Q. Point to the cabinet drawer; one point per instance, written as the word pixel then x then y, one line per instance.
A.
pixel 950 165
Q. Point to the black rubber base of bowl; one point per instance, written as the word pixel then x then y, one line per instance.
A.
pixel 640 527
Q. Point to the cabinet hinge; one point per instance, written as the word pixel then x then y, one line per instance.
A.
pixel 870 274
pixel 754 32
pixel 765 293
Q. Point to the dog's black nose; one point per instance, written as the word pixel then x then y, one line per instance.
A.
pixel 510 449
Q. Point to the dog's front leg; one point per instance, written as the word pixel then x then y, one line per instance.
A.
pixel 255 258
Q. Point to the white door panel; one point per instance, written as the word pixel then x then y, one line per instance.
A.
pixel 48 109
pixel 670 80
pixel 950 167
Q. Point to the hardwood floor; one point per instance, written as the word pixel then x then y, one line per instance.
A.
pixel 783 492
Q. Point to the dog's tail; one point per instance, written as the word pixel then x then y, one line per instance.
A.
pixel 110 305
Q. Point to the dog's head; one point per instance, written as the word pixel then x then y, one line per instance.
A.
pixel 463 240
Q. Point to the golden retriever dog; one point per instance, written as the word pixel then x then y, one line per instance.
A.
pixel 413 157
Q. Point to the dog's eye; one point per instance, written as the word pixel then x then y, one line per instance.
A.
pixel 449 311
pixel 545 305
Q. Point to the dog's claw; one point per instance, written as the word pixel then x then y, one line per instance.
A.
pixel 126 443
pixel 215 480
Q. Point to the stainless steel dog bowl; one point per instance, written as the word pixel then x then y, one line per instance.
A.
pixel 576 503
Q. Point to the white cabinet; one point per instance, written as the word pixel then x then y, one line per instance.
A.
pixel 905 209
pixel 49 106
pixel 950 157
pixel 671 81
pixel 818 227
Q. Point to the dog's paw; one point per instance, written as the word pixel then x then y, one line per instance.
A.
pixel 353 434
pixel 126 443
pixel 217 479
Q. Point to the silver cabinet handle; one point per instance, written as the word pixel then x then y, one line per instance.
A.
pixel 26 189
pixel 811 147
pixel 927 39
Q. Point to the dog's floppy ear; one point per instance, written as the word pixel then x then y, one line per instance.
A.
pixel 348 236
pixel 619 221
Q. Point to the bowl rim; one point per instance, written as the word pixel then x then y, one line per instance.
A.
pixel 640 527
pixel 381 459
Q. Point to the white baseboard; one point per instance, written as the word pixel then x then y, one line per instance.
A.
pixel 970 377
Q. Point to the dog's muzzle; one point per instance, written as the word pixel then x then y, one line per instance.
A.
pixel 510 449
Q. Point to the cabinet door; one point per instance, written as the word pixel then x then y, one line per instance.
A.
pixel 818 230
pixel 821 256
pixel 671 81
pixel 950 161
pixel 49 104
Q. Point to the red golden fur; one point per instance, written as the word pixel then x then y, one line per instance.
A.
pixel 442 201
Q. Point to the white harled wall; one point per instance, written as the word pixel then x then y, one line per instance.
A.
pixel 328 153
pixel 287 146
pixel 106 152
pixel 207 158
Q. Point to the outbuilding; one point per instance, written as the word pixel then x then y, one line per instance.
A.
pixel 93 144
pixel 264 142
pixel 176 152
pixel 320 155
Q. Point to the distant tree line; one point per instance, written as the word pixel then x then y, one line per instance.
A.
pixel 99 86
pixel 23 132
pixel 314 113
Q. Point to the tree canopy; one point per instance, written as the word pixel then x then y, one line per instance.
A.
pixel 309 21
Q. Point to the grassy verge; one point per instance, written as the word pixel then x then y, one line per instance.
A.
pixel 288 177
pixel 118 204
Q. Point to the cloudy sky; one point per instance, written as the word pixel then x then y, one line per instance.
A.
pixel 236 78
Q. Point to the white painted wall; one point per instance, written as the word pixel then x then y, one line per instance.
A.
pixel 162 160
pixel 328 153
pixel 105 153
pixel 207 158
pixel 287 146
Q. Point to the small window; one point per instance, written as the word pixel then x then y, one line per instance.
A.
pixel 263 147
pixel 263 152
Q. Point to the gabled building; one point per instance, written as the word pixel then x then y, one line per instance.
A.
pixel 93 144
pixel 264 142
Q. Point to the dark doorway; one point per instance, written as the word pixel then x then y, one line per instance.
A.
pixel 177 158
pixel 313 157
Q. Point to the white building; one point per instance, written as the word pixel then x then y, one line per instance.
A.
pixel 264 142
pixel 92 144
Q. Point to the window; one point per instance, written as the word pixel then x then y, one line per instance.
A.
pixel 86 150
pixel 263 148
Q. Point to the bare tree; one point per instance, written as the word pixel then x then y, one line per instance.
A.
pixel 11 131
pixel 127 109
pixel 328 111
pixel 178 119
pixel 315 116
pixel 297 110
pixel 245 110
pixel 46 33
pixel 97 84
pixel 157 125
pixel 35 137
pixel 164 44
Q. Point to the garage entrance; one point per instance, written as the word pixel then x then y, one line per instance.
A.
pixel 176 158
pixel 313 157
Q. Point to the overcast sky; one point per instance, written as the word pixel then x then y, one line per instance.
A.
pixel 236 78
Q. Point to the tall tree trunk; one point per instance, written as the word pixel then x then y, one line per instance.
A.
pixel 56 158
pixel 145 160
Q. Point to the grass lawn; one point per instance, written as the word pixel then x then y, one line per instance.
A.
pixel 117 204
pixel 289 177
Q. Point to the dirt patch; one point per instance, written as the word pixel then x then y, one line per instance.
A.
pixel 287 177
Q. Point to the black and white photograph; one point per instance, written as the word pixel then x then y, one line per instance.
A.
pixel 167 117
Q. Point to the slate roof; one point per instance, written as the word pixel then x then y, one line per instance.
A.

● ● ● ●

# [TO DO]
Present every line of the material above as a numbered list, omitting any blank lines.

# [TASK RESULT]
1. Q. Point to the cabinet drawer; one point per instance, written as the word pixel then x then y, one line per instance.
2. A.
3. pixel 950 165
4. Q. Point to the black rubber base of bowl; one point per instance, written as the word pixel then x then y, one line per instance.
5. A.
6. pixel 640 527
7. Q. Point to the cabinet hinge; one point per instance, written as the word pixel then x then y, one line per instance.
8. A.
9. pixel 870 274
10. pixel 754 32
11. pixel 765 293
12. Q. Point to the dog's black nose; one point per instance, written as the word pixel then x then y, one line per instance.
13. A.
14. pixel 510 449
15. Q. Point to the dog's front leg; one point per instance, written as the word pixel then x then y, one line per instance.
16. A.
17. pixel 255 258
18. Q. Point to the white door panel; one point per instance, written as the word pixel then x then y, one line per instance.
19. A.
20. pixel 48 109
21. pixel 670 80
22. pixel 950 167
23. Q. Point to the hardwood floor; one point per instance, written as the word pixel then x then y, one line per instance.
24. A.
25. pixel 783 492
26. Q. Point to the dog's tail; one point per instance, written as the word pixel then x then y, one line per instance.
27. A.
28. pixel 110 305
29. Q. Point to the dog's head; one point per instance, written as the word pixel then x then y, one line per instance.
30. A.
31. pixel 463 240
32. Q. Point to the golden retriever dog; one point per instance, written as the word pixel then x then y, one line per instance.
33. A.
34. pixel 413 157
35. Q. Point to the dog's eye; one point per instance, written as the word pixel then x then y, one line per instance.
36. A.
37. pixel 449 311
38. pixel 545 305
39. Q. Point to the dog's claw; one point per instance, written as the word pixel then x then y, one line per instance.
40. A.
41. pixel 126 443
42. pixel 215 480
43. Q. Point to the stainless steel dog bowl; one point per instance, written as the word pixel then x then y, one line per instance.
44. A.
45. pixel 576 503
46. Q. Point to the white cabinet; one point per instance, written as the word pixel then x then y, one line per instance.
47. A.
48. pixel 905 209
49. pixel 49 106
50. pixel 950 157
51. pixel 671 81
52. pixel 818 227
53. Q. Point to the dog's paw; one point per instance, written as the word pixel then x then y, one line per instance.
54. A.
55. pixel 353 434
56. pixel 126 443
57. pixel 217 479
58. Q. Point to the silver cabinet handle; one point per instance, written as the word pixel then x then y, one line per instance.
59. A.
60. pixel 26 189
61. pixel 811 147
62. pixel 927 39
63. Q. Point to the dog's floppy ear; one point per instance, written as the word pixel then x then y, one line per instance.
64. A.
65. pixel 348 236
66. pixel 619 221
67. Q. Point to the bowl rim; one point per instance, written as the word pixel then x then y, one line per instance.
68. A.
69. pixel 640 527
70. pixel 381 459
71. Q. Point to the white baseboard; one point per instance, written as the word pixel then x then y, one line per instance.
72. A.
73. pixel 970 377
74. Q. Point to the dog's muzzle; one point per instance, written as the word pixel then x then y, one line per instance.
75. A.
76. pixel 510 449
77. Q. Point to the cabinet door; one point per instance, written as the word pixel then x then y, one line per instance.
78. A.
79. pixel 818 230
80. pixel 821 256
81. pixel 671 81
82. pixel 950 161
83. pixel 49 104
84. Q. Point to the red golden fur; one point per instance, written as the word pixel then x then y, one line per instance.
85. A.
86. pixel 442 201
87. Q. Point to the white harled wall; one point per instance, written as the word pixel then x then y, one line per instance.
88. A.
89. pixel 328 153
90. pixel 287 146
91. pixel 106 152
92. pixel 207 158
93. Q. Point to the outbuilding; one point per instance, written as the word pixel then x then y, one line per instance.
94. A.
95. pixel 93 144
96. pixel 264 142
97. pixel 176 152
98. pixel 320 155
99. Q. Point to the distant tree line; one point per instance, written as the word pixel then x then y, one line per instance.
100. A.
101. pixel 99 86
102. pixel 23 132
103. pixel 314 113
104. Q. Point to the tree canopy; one point per instance, written as the word pixel then x then y, one line per instance.
105. A.
106. pixel 309 21
107. Q. Point to the grassy verge; one point per instance, written as the word pixel then x then y, one line per instance.
108. A.
109. pixel 288 177
110. pixel 118 204
111. Q. Point to the cloudy sky; one point per instance, written as the word pixel then x then y, one line per instance.
112. A.
113. pixel 236 78
114. Q. Point to the white painted wall; one point per instance, written as the word pixel then x then y, one line per instance.
115. A.
116. pixel 162 160
117. pixel 328 153
118. pixel 105 153
119. pixel 207 158
120. pixel 287 146
121. Q. Point to the small window; one point per instance, written as the word pixel then x then y, one line per instance.
122. A.
123. pixel 263 147
124. pixel 263 152
125. Q. Point to the gabled building; one point per instance, written as the word pixel then x then y, one line per instance.
126. A.
127. pixel 93 144
128. pixel 264 142
129. Q. Point to the dark doorway; one point per instance, written as the word pixel then x then y, one line per instance.
130. A.
131. pixel 177 158
132. pixel 313 157
133. Q. Point to the white building; one point per instance, written as the word pixel then x then y, one line per instance.
134. A.
135. pixel 264 142
136. pixel 92 144
137. Q. Point to the window; one point per instance, written as the word pixel then x then y, one line per instance.
138. A.
139. pixel 86 150
140. pixel 263 148
141. Q. Point to the bare tree; one point per instance, written as the word pixel then x then y, one line per instance.
142. A.
143. pixel 11 131
144. pixel 127 109
145. pixel 328 111
146. pixel 178 119
147. pixel 315 116
148. pixel 297 110
149. pixel 245 110
150. pixel 46 33
151. pixel 97 84
152. pixel 157 125
153. pixel 35 137
154. pixel 164 44
155. Q. Point to the garage entrance; one point per instance, written as the word pixel then x then y, one line per instance.
156. A.
157. pixel 176 158
158. pixel 313 157
159. Q. Point to the overcast sky; one point per instance, written as the word pixel then x then y, one line per instance.
160. A.
161. pixel 236 78
162. Q. Point to the tall tree trunk; one point per instance, written as the word pixel then x then y, one line per instance.
163. A.
164. pixel 56 158
165. pixel 145 160
166. Q. Point to the grass lawn; one point per instance, written as the word pixel then x then y, one line per instance.
167. A.
168. pixel 117 204
169. pixel 289 177
170. Q. Point to the dirt patch; one point per instance, written as the word pixel then x then y, one line per instance.
171. A.
172. pixel 287 177
173. Q. Point to the black and white photograph; one point per instance, written as the word pixel then x then y, one line per instance.
174. A.
175. pixel 167 117
176. Q. Point to the slate roof; one point per instance, written as the word pixel then x then y, one line per instance.
177. A.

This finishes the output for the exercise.